### SELECTED EXTRACT

** Start **

We use online horse race betting data provided by the Finnish betting monopoly company. In contrast to previous studies carried out with this data set (i.e. Suhonen and Kainulainen 2016; Suhonen and Saastamoinen 2018; Suhonen et al. 2018; Saastamoinen and Suhonen 2018; Kainulainen 2019), we constructed a daily panel data set for this analysis, and the unit of analysis is the individual betting account holder betting on a particular date. Further, this study analyses the time aspect of gambling behaviour, whereas other studies exploited this data source to model monetary gambling behaviour.

The rest of the paper is organised as follows. “Methods” section describes the individual-level data set, behavioural attributes and survival regression methods used in the analysis. “Result” section presents descriptive statistics and survival regression estimation results. Finally, “Discussion” section discusses the main findings of this paper.

Methods

Sample

This study used data on online horse race bettors in Finland. We analysed the raw data from the Finnish horse race betting monopoly operator Fintoto Ltd (now part of the state lottery organisation, Veikkaus Ltd). The data consist of bets made on Fintoto’s online betting platform between 1 August and 30 August 2012. During this period, online horse race players could bet on races in Finland, Sweden, France and the United States. In total, the number of horse race meetings was 93, spread over 50 different tracks. The betting data included full information on all single-race betting types (i.e., Win, Place, Quinella and Trifecta). However, information on multiple-race betting types (i.e. Pick games and Daily Double) was not available. Kainulainen (2019) described the betting data and the Finnish horse race betting environment in more detail. The present study employs a large data set of 9151 bettors who made nearly 4.2 million bets during the observation period. A typical bettor is a middle-aged male who lives in the city.

We followed the procedure presented in Forrest and McHale (2016) by placing the wins and losses of the bettor’s last betting day in a context. Thus, we had to be able to assess the typical player-specific outcome of a betting day in order to define whether the losses of the last betting day had been particularly high for the player. In order to calculate this typical betting behaviour, we split our 30-day data into two parts. We calculated the typical betting behaviour using the first 15-day period and used the second period to estimate the survival regression model. We also defined the bettors’ past frequency of betting, i.e., the number of betting days during this period divided by 15, from the first period. In addition, we calculated the typical outcome of a betting day for each individual, which is the aggregated sum of daily outcomes during the first period divided by the number of betting days during that period. We used this metric to calculate the normalised wins and losses for the individual.

Our focus variables in the analysis were a dummy variable for being a loser on last betting day, losses on last betting day and winnings on last betting day. The dummy variable loser on last betting day takes the value one if the bettor’s last betting day was unprofitable (i.e., the amount staked was higher than the winnings received) and the variable equals zero if the bettor’s last betting day ended up break-even or profitable. Next, we introduced the concept of normalised wins and losses, which we used to measure untypically high losses or wins for the bettor on his or her last betting day. In general, normalised wins and losses are positive (negative) if the outcome of the last betting day obtained in the second period has the same (opposite) sign as the bettor’s typical outcome of a betting day. When the bettor has lost 50 euro in the last betting day, but his or her typical outcome of betting is − 20 euro, losses on the last betting day equals 2.5. Correspondingly, winnings on last betting day equals − 0.50, if the bettor’s last betting day net win has been 50% of his or her typical losses. Normalised wins and losses equals 1 if the losses of the bettor’s last betting day were exactly the same amount as his or her typical outcome of a betting day.

** End **

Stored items
** Start **

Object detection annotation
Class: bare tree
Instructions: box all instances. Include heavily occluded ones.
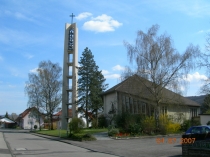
[25,73,43,130]
[124,25,200,128]
[25,61,62,129]
[199,33,210,94]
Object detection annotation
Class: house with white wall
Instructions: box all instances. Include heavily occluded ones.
[102,75,200,122]
[15,107,44,129]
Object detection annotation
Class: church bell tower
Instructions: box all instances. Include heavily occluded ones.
[61,14,78,130]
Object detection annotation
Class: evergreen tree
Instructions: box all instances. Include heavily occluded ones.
[78,48,107,127]
[90,70,108,126]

** End **

### WHAT YOU HAVE TO DO
Reproduce the horse race betting excerpt word for word, from "The rest of" to "of this paper.". The rows stand apart from the horse race betting excerpt and are separate material.

### FINISHED EXERCISE
The rest of the paper is organised as follows. “Methods” section describes the individual-level data set, behavioural attributes and survival regression methods used in the analysis. “Result” section presents descriptive statistics and survival regression estimation results. Finally, “Discussion” section discusses the main findings of this paper.